--- Start ARTICLE ---

Monday, January 05, 2009

The Comfort Zone

"New Year's Day, Lake Granby"
Oil on Panel

I stumbled across an old post from Clint Watson's blog the other day, titled, "Be the Outside Zebra by Getting Out of Your Comfort Zone," and it got me thinking about comfort and security, and how sometimes you have to do what you don't want to do to get where you want to be.

I readily admit that I'm a "security freak" at heart. I gravitate toward the stable - I like having a stable job, a stable family, reserves in the bank for a rainy day, etc etc.

The funny thing is, when I look back at my life so far, the only decisions I would make differently if I did things over again are those decisions that I made to maintain my comfort zone.

I went to engineering school instead of art school because it would land me a good job out of college. I majored in Chemical Engineering because I knew the average salary out of school was good. I accepted a job in Houston with big oil because I wanted to have a job lined up before Christmas of my senior year (!?!?). The list goes on... (Disclaimer: this is not to say that I really truly regret those decisions - they've actually served me really well - but that's another post!)

When I look at the pivotal moments in my life this far - those that have made the most positive impact - they are all the result of big decisions I made that took me out of my comfort zone (way out of my comfort zone). These are the decisions that kept me up at 3 am, worrying whether I was making a big mistake.

--- End ARTICLE ---
--- Start EXERCISE INPUTS ---

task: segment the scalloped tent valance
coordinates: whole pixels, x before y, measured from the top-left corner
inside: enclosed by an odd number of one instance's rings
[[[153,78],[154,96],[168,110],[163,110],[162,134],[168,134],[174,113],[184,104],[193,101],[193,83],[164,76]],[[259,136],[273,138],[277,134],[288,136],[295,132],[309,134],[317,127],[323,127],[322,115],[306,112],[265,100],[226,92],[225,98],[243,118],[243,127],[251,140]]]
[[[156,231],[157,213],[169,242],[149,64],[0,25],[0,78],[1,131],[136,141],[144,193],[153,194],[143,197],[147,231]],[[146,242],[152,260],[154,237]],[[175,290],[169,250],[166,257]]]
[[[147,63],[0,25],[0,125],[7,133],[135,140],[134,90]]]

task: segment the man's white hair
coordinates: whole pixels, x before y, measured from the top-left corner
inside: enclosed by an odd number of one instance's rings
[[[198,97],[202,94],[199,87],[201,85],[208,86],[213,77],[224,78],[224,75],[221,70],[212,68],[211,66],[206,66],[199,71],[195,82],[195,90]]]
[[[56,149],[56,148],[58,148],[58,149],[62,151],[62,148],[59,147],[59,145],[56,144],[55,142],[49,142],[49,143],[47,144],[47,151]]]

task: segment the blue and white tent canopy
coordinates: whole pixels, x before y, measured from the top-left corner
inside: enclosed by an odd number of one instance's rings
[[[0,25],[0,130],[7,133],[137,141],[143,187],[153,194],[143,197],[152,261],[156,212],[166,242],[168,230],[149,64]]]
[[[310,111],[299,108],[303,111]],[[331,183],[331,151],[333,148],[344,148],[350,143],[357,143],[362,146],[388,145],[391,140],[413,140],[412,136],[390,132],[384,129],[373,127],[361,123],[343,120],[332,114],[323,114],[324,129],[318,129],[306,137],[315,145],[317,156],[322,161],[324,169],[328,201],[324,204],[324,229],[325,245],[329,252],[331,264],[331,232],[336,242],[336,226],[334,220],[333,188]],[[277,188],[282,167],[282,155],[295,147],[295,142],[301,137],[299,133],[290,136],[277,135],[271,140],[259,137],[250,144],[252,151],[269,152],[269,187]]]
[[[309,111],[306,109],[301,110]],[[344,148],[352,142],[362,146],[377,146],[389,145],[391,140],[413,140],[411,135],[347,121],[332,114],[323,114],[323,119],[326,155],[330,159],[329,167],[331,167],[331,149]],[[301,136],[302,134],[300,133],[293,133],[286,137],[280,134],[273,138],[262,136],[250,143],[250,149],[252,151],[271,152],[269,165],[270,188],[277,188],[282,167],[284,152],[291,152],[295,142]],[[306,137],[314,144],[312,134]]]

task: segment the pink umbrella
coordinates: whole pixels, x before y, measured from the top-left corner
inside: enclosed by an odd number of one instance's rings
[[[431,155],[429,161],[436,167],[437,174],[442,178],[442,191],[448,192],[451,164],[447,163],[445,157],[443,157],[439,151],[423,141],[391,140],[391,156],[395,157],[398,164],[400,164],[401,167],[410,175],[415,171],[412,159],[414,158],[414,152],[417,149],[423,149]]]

--- End EXERCISE INPUTS ---

STATED EXERCISE 1: Output the full blog post on the comfort zone verbatim.
STATED EXERCISE 2: Return, unchanged, the part of the entries that opens at their very start and closes with the line containing "[[[147,63],[0,25],[0,125],[7,133],[135,140],[134,90]]]". Include both ends and nothing else.

EXERCISE OUTPUT 1:
Monday, January 05, 2009

The Comfort Zone

"New Year's Day, Lake Granby"
Oil on Panel

I stumbled across an old post from Clint Watson's blog the other day, titled, "Be the Outside Zebra by Getting Out of Your Comfort Zone," and it got me thinking about comfort and security, and how sometimes you have to do what you don't want to do to get where you want to be.

I readily admit that I'm a "security freak" at heart. I gravitate toward the stable - I like having a stable job, a stable family, reserves in the bank for a rainy day, etc etc.

The funny thing is, when I look back at my life so far, the only decisions I would make differently if I did things over again are those decisions that I made to maintain my comfort zone.

I went to engineering school instead of art school because it would land me a good job out of college. I majored in Chemical Engineering because I knew the average salary out of school was good. I accepted a job in Houston with big oil because I wanted to have a job lined up before Christmas of my senior year (!?!?). The list goes on... (Disclaimer: this is not to say that I really truly regret those decisions - they've actually served me really well - but that's another post!)

When I look at the pivotal moments in my life this far - those that have made the most positive impact - they are all the result of big decisions I made that took me out of my comfort zone (way out of my comfort zone). These are the decisions that kept me up at 3 am, worrying whether I was making a big mistake.

EXERCISE OUTPUT 2:
task: segment the scalloped tent valance
coordinates: whole pixels, x before y, measured from the top-left corner
inside: enclosed by an odd number of one instance's rings
[[[153,78],[154,96],[168,110],[163,110],[162,134],[168,134],[174,113],[184,104],[193,101],[193,83],[164,76]],[[259,136],[273,138],[277,134],[288,136],[295,132],[309,134],[317,127],[323,127],[322,115],[306,112],[265,100],[226,92],[225,98],[243,118],[243,127],[251,140]]]
[[[156,231],[157,213],[169,242],[149,64],[0,25],[0,78],[1,131],[136,141],[144,193],[153,194],[143,197],[147,231]],[[146,242],[152,260],[154,237]],[[175,290],[169,250],[166,257]]]
[[[147,63],[0,25],[0,125],[7,133],[135,140],[134,90]]]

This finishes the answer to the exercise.